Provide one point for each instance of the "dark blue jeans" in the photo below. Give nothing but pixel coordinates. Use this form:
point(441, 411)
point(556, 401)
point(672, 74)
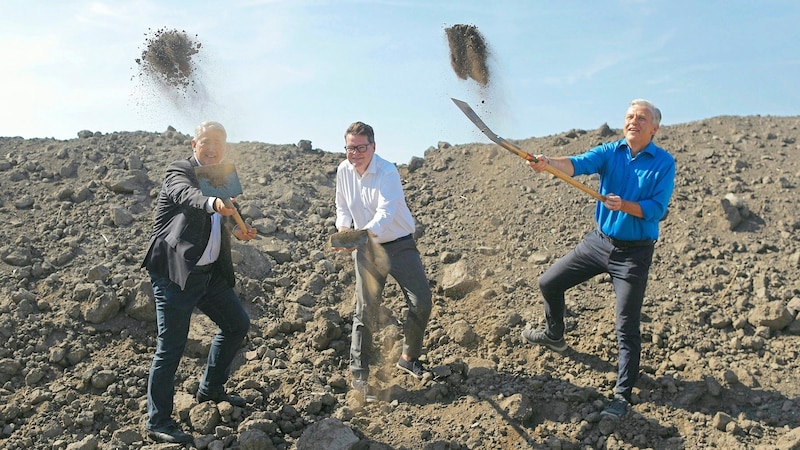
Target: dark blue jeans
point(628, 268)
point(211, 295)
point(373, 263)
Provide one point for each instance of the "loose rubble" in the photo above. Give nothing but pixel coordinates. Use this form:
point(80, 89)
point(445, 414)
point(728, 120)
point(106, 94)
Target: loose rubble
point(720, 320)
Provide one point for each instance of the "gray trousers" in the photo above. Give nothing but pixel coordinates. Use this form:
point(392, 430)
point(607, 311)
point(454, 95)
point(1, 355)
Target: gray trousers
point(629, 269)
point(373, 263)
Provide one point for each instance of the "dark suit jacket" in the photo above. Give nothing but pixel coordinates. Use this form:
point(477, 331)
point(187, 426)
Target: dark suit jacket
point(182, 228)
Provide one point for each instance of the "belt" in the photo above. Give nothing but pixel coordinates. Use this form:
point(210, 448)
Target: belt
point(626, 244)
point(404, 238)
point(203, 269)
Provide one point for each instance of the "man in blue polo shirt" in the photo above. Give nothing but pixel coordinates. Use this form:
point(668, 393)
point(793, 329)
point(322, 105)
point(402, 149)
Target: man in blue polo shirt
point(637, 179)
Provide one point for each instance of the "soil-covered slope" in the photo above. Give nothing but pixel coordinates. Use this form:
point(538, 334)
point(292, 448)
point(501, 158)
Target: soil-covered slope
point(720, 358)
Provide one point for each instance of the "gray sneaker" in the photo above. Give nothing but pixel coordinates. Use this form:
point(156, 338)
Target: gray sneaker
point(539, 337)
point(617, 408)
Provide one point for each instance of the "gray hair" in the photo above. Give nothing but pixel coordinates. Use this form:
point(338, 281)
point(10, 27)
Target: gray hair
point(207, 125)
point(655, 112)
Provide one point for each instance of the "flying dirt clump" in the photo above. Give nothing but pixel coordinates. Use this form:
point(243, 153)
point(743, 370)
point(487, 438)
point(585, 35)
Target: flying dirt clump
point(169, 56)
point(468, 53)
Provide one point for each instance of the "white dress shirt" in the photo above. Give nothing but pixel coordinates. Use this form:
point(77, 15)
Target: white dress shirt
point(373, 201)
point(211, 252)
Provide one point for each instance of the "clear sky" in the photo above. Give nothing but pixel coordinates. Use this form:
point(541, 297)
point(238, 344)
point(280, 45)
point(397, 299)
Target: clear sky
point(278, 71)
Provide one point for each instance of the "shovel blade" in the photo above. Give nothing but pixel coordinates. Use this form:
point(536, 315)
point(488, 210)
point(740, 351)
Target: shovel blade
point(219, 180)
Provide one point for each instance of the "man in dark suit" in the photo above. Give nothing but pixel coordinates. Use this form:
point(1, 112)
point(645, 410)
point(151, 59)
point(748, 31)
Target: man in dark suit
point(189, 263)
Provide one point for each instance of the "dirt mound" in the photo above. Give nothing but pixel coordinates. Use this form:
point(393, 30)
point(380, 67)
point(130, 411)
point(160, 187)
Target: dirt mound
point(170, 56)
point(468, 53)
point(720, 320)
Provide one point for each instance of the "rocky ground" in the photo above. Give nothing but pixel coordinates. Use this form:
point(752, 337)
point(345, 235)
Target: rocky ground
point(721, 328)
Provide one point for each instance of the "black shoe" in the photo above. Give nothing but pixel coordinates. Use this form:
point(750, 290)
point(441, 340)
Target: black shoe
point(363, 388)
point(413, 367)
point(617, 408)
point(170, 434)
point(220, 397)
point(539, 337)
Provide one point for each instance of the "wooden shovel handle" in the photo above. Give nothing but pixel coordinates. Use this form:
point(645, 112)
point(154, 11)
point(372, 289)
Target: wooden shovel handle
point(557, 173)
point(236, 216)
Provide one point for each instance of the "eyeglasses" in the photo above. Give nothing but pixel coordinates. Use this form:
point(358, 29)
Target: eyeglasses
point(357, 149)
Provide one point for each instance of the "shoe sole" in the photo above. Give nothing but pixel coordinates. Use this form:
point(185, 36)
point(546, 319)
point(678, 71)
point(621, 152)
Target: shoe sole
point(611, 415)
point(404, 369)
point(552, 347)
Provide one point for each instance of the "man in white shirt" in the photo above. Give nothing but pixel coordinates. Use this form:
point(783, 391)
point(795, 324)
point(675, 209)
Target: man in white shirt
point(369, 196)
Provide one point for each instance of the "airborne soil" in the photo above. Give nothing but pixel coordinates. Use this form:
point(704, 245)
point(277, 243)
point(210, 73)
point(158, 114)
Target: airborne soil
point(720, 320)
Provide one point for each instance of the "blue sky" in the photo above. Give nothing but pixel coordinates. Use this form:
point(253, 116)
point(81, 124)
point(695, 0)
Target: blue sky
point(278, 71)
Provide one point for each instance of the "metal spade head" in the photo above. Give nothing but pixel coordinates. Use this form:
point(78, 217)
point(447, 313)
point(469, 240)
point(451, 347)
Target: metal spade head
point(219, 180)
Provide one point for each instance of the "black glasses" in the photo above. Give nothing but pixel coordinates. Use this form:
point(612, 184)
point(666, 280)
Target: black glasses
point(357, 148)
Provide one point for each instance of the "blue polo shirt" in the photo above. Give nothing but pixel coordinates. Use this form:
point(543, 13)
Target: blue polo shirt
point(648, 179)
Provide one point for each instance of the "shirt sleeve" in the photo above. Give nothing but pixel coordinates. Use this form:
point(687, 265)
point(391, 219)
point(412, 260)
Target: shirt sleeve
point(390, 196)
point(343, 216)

---

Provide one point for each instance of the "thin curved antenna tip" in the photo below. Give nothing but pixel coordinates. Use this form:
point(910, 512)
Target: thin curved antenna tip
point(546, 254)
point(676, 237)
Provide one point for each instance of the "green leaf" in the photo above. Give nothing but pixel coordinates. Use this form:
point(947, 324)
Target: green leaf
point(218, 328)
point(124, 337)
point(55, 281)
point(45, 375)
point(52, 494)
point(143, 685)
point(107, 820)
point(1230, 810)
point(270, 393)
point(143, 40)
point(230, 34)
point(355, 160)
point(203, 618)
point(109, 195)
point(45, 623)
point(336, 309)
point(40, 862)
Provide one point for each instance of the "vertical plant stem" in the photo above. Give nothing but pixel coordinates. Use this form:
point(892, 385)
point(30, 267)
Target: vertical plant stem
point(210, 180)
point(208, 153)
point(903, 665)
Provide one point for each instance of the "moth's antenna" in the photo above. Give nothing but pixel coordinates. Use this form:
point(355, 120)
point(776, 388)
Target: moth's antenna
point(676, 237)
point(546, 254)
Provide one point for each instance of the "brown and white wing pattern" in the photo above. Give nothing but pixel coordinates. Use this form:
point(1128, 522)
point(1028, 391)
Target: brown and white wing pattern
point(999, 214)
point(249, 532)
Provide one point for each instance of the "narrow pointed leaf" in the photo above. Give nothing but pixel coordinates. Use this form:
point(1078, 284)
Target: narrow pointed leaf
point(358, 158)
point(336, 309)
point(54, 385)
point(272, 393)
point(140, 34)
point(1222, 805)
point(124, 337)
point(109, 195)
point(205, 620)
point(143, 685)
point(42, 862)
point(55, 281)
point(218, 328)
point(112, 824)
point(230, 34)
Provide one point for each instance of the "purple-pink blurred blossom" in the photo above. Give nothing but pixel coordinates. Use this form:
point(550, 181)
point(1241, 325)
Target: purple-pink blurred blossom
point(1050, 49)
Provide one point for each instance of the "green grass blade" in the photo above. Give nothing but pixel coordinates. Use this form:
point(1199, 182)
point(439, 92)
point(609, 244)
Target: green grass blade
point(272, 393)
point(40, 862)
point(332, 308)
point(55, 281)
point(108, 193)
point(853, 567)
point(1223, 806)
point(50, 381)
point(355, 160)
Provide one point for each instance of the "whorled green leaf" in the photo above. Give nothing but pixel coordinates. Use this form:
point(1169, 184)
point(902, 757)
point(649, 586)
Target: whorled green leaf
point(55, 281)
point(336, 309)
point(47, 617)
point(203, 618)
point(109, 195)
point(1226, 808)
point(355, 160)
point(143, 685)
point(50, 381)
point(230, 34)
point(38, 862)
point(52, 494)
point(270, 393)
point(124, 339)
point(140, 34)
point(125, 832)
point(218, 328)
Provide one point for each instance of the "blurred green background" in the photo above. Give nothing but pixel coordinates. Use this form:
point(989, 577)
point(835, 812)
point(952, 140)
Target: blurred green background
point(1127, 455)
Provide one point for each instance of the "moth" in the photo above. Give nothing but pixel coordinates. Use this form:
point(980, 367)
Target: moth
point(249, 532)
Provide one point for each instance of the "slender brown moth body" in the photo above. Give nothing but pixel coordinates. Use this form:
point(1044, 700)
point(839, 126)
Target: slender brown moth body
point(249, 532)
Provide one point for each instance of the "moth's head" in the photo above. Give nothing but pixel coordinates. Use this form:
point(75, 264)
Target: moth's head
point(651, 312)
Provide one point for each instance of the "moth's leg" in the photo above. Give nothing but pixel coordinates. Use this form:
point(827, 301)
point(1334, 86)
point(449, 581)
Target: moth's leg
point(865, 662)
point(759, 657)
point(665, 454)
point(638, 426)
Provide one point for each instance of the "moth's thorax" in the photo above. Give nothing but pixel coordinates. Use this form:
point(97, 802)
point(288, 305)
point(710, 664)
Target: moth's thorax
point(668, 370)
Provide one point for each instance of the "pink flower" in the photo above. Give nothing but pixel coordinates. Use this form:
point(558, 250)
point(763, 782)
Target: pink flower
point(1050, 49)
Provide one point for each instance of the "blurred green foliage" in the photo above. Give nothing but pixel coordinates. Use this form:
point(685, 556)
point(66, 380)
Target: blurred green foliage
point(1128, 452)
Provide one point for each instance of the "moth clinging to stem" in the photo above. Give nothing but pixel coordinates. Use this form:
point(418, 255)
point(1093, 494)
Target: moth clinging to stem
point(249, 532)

---

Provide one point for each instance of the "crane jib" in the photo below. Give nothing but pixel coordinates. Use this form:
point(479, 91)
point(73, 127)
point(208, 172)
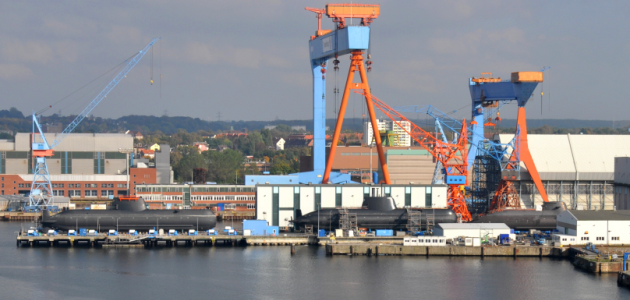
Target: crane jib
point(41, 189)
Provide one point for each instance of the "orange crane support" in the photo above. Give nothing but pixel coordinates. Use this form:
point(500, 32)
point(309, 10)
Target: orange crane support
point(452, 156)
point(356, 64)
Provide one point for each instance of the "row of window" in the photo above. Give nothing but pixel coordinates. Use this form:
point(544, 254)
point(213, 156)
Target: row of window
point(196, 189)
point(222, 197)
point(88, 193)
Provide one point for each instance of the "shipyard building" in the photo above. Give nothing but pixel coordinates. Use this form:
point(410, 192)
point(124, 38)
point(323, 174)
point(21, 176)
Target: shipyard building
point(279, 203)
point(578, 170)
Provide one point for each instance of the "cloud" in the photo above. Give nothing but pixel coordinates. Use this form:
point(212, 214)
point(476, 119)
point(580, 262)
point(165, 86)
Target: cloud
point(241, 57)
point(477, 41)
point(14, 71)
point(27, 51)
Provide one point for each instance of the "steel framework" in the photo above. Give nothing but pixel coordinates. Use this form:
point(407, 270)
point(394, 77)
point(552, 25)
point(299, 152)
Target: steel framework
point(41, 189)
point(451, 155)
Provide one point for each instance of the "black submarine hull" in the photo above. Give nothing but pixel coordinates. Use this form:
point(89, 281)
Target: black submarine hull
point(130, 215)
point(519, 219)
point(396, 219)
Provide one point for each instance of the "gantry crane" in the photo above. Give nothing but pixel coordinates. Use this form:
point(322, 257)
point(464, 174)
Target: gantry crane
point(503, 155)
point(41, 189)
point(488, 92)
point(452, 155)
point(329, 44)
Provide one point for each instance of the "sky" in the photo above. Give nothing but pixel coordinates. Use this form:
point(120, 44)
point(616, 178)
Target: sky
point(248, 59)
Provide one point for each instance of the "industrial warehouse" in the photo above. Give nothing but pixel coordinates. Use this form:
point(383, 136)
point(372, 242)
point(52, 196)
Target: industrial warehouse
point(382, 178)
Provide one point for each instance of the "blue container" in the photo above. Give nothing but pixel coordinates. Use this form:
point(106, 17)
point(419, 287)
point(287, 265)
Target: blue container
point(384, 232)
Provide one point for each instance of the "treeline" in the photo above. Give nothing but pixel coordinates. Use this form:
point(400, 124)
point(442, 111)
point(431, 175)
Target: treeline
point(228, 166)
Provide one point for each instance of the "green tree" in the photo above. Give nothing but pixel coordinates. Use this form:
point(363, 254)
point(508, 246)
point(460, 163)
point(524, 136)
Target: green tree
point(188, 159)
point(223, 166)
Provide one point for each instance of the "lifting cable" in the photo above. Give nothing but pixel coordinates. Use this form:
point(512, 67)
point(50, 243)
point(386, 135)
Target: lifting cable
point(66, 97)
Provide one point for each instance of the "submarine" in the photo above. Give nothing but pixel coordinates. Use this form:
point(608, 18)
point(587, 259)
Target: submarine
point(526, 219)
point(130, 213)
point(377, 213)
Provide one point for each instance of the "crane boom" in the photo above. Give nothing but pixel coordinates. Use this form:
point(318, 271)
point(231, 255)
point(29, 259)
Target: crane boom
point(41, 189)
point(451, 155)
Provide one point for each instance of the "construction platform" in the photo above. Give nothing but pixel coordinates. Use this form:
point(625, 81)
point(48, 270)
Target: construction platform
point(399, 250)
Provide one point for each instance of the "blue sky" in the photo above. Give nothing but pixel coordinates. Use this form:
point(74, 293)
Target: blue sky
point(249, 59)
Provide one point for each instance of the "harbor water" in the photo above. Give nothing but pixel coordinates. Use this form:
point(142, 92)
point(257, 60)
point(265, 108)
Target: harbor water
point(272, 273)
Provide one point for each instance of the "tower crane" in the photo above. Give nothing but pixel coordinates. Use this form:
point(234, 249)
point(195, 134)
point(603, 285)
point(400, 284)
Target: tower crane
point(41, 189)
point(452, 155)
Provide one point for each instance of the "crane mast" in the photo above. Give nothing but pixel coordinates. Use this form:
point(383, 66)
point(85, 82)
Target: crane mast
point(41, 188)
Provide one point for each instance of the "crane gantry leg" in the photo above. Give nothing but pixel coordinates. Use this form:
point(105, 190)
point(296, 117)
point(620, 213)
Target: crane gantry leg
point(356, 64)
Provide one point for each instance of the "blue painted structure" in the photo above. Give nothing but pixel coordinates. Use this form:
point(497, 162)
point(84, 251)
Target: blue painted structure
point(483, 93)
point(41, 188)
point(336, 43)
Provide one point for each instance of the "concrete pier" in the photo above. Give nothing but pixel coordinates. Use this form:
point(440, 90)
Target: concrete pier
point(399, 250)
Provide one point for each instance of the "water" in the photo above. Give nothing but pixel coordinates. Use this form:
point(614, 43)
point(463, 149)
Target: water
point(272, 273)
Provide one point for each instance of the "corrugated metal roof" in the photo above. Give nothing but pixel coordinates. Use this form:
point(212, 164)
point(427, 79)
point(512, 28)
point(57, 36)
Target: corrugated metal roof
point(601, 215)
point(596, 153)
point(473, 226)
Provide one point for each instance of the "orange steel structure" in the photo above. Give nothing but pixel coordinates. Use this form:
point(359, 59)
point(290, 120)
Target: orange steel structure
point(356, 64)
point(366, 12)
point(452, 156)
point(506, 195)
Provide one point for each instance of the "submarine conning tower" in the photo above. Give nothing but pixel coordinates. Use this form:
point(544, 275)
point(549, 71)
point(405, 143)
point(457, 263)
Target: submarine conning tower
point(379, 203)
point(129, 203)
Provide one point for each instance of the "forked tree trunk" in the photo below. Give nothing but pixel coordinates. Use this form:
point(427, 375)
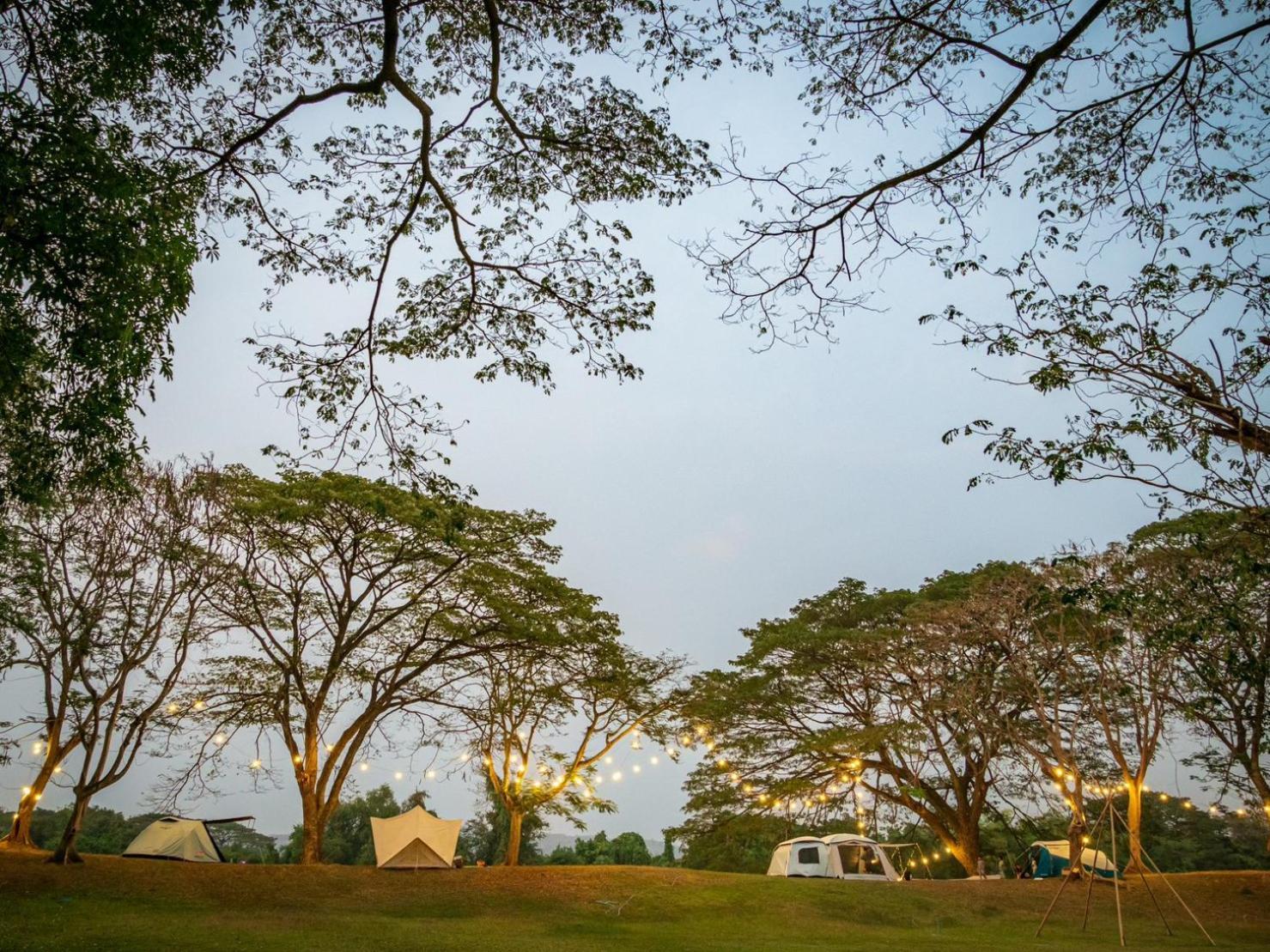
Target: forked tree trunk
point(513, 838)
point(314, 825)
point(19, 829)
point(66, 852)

Task to carry out:
Find every line in the material above that contains the word "roof" and copy each of those lines in full, treating uppercase and lowercase letters as different.

Exercise output:
Provide one point for each instance of the "corrugated metal roof" in the photo above. Give nothing but pixel coordinates. Use this form:
Target: corrugated metal roof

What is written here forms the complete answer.